Data records:

◇ ◇ ◇ ◇

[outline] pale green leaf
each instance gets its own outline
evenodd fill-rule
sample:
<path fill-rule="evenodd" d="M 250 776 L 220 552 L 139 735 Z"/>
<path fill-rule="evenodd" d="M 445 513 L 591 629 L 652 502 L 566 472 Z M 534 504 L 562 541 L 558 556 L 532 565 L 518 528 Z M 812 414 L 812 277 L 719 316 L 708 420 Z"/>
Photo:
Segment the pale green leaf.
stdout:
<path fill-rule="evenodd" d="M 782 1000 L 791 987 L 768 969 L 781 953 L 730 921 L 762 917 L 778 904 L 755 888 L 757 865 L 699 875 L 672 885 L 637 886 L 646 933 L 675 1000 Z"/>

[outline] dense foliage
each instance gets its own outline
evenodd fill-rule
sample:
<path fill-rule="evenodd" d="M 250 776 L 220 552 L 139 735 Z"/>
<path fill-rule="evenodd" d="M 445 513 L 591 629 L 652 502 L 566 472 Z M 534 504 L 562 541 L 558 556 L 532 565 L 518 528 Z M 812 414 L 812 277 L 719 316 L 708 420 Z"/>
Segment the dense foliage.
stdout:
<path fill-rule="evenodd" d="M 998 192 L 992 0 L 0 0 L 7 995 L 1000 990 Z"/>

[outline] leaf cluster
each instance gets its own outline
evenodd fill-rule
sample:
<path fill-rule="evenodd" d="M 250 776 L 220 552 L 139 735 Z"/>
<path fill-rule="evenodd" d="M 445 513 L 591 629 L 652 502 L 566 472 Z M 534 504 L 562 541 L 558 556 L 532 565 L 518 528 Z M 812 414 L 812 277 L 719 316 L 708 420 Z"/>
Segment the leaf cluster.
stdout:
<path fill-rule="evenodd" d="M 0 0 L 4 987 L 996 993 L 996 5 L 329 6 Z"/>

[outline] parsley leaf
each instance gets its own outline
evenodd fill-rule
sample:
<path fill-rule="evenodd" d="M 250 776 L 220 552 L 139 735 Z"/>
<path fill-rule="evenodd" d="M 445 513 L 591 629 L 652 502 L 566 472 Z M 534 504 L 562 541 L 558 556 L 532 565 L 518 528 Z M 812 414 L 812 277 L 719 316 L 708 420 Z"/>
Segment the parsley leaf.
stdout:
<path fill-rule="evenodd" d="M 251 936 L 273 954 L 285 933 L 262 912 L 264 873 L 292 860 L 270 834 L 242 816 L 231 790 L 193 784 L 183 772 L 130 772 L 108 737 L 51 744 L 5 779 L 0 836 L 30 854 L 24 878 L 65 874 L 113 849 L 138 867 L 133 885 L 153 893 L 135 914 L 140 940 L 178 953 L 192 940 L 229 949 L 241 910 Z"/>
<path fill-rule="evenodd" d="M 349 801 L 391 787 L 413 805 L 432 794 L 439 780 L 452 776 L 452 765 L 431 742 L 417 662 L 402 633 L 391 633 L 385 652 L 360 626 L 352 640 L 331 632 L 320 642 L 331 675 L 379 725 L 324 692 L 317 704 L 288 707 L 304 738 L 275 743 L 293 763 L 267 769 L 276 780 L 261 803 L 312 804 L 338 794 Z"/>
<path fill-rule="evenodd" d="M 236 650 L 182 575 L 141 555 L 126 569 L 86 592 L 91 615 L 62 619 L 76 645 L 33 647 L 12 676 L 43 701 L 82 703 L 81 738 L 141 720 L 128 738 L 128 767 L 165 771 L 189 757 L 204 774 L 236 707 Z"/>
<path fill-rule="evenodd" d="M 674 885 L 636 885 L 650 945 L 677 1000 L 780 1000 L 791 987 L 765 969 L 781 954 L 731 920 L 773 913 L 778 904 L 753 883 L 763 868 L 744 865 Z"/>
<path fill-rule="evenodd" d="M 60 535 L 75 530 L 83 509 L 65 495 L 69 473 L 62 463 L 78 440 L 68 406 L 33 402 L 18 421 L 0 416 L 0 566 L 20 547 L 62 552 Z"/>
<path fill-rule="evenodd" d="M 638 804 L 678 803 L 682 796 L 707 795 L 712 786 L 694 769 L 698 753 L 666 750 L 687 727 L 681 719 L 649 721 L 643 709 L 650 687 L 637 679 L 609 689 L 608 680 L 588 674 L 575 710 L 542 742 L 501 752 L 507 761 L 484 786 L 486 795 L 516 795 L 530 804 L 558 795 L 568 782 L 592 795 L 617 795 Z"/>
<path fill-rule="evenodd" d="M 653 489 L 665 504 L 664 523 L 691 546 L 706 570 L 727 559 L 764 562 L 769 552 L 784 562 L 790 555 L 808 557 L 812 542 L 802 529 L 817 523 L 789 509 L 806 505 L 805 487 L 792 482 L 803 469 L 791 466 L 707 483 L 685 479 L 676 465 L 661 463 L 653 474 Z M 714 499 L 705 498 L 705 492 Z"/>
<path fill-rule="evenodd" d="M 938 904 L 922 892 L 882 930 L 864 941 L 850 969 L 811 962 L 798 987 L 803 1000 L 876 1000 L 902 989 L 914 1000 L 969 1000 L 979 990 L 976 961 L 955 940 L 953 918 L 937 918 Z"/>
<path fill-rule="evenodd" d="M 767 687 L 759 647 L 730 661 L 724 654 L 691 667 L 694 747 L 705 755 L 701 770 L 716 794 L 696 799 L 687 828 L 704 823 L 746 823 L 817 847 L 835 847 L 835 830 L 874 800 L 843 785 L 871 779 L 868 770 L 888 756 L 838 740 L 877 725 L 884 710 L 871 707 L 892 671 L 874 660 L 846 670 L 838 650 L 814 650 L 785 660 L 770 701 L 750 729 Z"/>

◇ ◇ ◇ ◇

Aim of the exercise:
The lines that mention the word "pale" should be pulled from the records above.

Task result:
[outline] pale green leaf
Segment the pale green leaf.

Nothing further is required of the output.